> **Records excerpted from a collection**
>>>>>

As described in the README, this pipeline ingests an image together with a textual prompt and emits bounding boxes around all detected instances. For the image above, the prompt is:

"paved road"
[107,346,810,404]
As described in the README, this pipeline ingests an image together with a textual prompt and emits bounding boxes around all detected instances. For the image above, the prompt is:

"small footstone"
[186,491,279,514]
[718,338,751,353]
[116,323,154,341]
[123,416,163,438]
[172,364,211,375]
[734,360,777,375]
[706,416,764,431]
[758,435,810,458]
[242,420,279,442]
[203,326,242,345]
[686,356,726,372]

<<<<<

> **Stated task**
Reproduce all of the entries above line for line, changing nothing.

> **Task solution**
As described in the README, this pipeline ingests an image together with a textual prompt and emits bounding boxes around all detected instances. For the image above, the prompt is:

"paved road"
[107,346,810,404]
As described in the README, this pipeline ingests an image together with a textual prompt and emits bounding boxes around all detected instances. For the image above, the prompt is:

"small footstone"
[186,491,279,514]
[718,338,751,353]
[116,323,154,341]
[123,416,163,438]
[172,364,211,375]
[734,360,777,375]
[706,416,764,431]
[758,435,810,458]
[242,420,279,442]
[203,326,242,345]
[686,356,726,372]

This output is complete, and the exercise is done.